EXTRACTED ENTRIES:
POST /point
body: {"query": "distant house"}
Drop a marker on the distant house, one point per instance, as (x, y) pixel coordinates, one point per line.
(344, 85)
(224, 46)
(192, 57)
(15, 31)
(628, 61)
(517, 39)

REQUIRED ACTION: After reading the listing, write out every line of it exactly.

OUTPUT FOR THIS EXERCISE:
POST /point
body: {"query": "distant house"}
Drop a marker on the distant house, one point per instance, as (x, y) pixel coordinates, one point per line.
(344, 85)
(224, 46)
(192, 57)
(15, 31)
(628, 61)
(517, 39)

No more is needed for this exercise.